[Start of Attachment]
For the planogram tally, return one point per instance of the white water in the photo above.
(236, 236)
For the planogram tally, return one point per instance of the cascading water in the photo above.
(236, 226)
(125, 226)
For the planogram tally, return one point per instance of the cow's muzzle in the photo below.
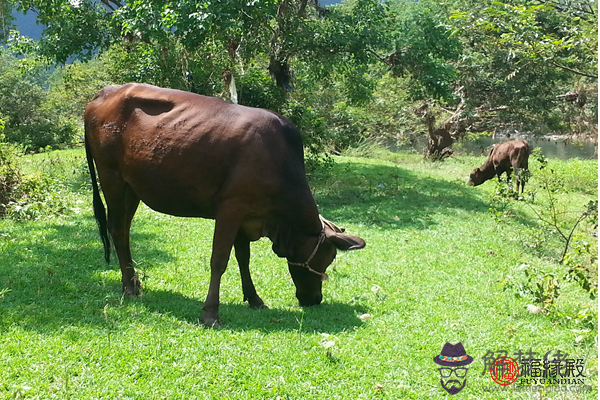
[End of Attachment]
→ WORK TO BE COMPLETED
The answer is the records above, repeated exactly, with no picture in it.

→ RESPONSE TO THIS TASK
For the planogram tally, return one point per instance of the white water in the photo above.
(236, 236)
For the planogram tally, return one point per instance of the cascading water in the photo above.
(236, 226)
(125, 226)
For the planogram tally, return one point per instance of the cow's muzzle in the photo below.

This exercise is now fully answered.